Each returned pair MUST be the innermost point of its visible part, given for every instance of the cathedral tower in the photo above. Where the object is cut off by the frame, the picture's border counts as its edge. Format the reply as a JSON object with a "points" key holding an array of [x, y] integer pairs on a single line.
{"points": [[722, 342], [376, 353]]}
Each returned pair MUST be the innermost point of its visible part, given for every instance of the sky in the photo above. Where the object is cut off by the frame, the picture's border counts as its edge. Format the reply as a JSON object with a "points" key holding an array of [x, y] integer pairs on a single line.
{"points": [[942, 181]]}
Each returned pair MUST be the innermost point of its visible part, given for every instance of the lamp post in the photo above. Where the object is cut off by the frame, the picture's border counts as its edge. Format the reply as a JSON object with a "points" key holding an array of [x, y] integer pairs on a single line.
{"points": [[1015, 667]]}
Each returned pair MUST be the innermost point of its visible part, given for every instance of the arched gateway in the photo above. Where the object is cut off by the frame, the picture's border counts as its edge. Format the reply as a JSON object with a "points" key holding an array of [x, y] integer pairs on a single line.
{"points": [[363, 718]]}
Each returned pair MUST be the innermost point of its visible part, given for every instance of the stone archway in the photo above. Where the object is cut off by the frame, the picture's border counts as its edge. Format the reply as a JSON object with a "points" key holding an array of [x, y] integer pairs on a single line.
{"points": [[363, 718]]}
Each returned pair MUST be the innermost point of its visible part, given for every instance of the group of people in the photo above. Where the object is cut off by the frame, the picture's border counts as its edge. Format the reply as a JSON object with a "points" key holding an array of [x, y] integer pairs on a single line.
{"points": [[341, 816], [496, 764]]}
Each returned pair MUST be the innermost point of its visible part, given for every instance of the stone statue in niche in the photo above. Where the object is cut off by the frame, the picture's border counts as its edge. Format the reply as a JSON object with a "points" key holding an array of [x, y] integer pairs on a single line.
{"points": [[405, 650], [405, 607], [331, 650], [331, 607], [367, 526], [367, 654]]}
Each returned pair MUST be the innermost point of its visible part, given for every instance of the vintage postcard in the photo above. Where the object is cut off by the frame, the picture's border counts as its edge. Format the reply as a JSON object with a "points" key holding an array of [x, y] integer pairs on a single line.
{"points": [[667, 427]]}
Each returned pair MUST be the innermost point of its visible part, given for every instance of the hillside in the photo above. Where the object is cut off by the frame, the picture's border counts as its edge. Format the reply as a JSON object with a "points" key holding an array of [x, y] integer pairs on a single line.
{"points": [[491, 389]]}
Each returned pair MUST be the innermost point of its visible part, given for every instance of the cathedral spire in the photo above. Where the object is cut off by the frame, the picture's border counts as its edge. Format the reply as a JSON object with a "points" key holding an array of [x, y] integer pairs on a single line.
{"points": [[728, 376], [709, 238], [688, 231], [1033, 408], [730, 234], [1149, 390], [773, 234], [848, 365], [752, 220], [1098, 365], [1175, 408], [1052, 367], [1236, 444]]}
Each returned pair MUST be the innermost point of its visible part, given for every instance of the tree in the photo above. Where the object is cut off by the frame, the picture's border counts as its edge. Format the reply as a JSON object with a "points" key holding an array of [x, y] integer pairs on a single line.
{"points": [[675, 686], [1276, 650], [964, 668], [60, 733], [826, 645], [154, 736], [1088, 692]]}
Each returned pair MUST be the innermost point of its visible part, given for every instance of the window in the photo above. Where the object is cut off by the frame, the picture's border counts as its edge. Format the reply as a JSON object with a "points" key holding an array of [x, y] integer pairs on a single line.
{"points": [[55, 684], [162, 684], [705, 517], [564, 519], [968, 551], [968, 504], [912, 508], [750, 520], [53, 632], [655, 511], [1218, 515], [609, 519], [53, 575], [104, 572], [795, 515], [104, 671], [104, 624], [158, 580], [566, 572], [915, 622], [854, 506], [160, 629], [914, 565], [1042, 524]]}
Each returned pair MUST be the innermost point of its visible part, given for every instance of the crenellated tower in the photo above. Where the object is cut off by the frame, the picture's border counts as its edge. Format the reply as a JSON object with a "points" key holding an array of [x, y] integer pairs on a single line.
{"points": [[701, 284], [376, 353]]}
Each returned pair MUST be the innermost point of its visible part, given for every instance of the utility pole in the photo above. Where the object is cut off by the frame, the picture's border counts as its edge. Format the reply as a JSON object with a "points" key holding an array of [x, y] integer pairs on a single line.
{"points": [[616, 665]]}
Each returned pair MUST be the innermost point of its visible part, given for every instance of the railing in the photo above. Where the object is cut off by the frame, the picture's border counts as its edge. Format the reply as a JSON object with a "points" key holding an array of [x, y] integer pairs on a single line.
* * * * * * * * *
Every entry is to be repeated exactly as it stands.

▶ RESULT FOR THIS TASK:
Each returned pair MUST be the innermost point of its visible part, given for every instance of the cathedral tower in the photo above. Where the object is cut off by the frame, the picture's border counts as its edge. Format the reply as a JSON object with a "points" key holding an array of [x, y] integer pairs on a single line.
{"points": [[722, 342], [376, 353]]}
Each returned pair MUST be the innermost point of its visible part, given for every instance of the sky in the photo above. Where the object is cut off by the frame, the picture's border counts as its edge. Format the reply as a JSON object with a "points" key holding an array of [x, y] integer pairs on a single line.
{"points": [[942, 181]]}
Each returned pair MUST be the innermost point of its visible part, given for every instance of the lamp post in the photo above. Where the object is cut off by the frame, the picture's border counts as its edge. Format the reply as a JSON object with a "points" key holding an array of [x, y] integer pairs on a single line.
{"points": [[1015, 667]]}
Each returned pair MUST be the innermost point of its visible part, given for every instance of the arched gateway in the photo above. Where the object is cut off by the frame, the picture's border counts as its edge. Format the reply as a JSON object with a "points" key holding an array of [x, y] integer pairs on a single line.
{"points": [[363, 718]]}
Each returned pair MUST be the innermost point of its visible part, given for every instance of the stone archway in the photo above. Where the object is cut off by the frame, the picture's border counts as its edge. Format the reply as a JSON object with a "points" key holding an array of [x, y] integer pairs on a single line.
{"points": [[363, 718]]}
Each returned pair MUST be the innermost point of its visible part, given for every instance of the group of people in the photo above. Where the object is cut off by the frame, the picture's border counts as its edge. Format the reply as a JSON object with a "points" key holding an array of [x, y] integer pairs on a single line.
{"points": [[341, 816], [496, 764]]}
Each returned pair MUST be the innermost point of its visible part, given for every instance of the stone statue in niche in the photo above. Where the object is cut off by the frame, the picture's border counts as its edge. Format the reply as a JSON object with a "points" key holding an array of [x, y] integer pairs on a single line.
{"points": [[405, 650], [405, 607], [331, 650], [331, 607], [367, 526], [367, 654]]}
Each returned pair MUST be the innermost point of its visible part, given for every instance of the vintage postcard in the photo above. Where the object is cut off by the frame, the picture's border counts as its edge. Format the reply as a JSON object with a "points" key holding an array of [x, y] integer pairs on a single line.
{"points": [[667, 427]]}
Each returned pair MUST be the innermost point of its visible part, given for every instance of the hillside in the photo above. Where the object is cut off by the frame, the picture's border counts as its edge. Format the reply as a JSON object with a "points" key holding an array of [x, y] integer pairs on a single line.
{"points": [[491, 389]]}
Each returned pair MUST be the innermost point of its visible part, given for every instance of the cathedral spire in the photo above. Where the object is cut off by the frame, the picture's border counts as its edge. Format the reply as a JSON object with a "points" key holding an array of [x, y] integer pairs on a single line.
{"points": [[728, 376], [709, 238], [688, 231], [1033, 408], [730, 234], [1149, 390], [773, 234], [848, 365], [752, 220], [1098, 365], [1175, 408], [1052, 367], [1236, 444]]}
Each returned pair MUST be the innermost point of its visible part, given for every instance of the tree in the photo above. Where the object is cut off by the frame, the picture's border counts as its edge. Format the reply as a JSON object with a "points" key holding an array of [x, y] integer pairs on a single line.
{"points": [[675, 686], [1276, 650], [964, 668], [60, 733], [826, 645], [154, 736], [1088, 692]]}
Each returned pair MUST be the innermost point of its visible part, given for every instance of the window in the photo above. Where the object is cut off by the frame, the picture's border counts as its edge. Format the reply as a JSON object with a "points" key holding an array of [x, y] integer pairs on a single line.
{"points": [[55, 684], [162, 684], [705, 517], [564, 519], [968, 551], [968, 504], [912, 508], [750, 520], [53, 632], [655, 511], [1218, 515], [609, 519], [53, 575], [104, 572], [795, 515], [104, 671], [104, 624], [158, 580], [566, 572], [915, 622], [854, 506], [160, 629], [914, 565], [1042, 524]]}
Each returned pair MUST be the innermost point of its visible part, given for every instance of the crenellated tower in the photo above. Where the object is cut off by the frame, the picture's border counts as its edge. Format the reply as a JSON object with a "points" key holding an array of [x, y] integer pairs on a single line.
{"points": [[701, 284], [376, 353]]}
Each returned pair MUST be the innermost point of its visible part, given for every instance of the utility pole in the photo above. Where the object is cut off by the frame, the picture's border counts as its edge. Format the reply as a JSON object with a "points" key holding an array of [x, y] integer pairs on a single line.
{"points": [[616, 665]]}
Each returned pair MUST be the innermost point of its visible part, given for every instance of the railing in the photo above. Where the object is cut off by the frame, the picture's border counts as its edge. Format the reply as a JSON object with a "points" key holding an array of [x, y] integer pairs on a single line.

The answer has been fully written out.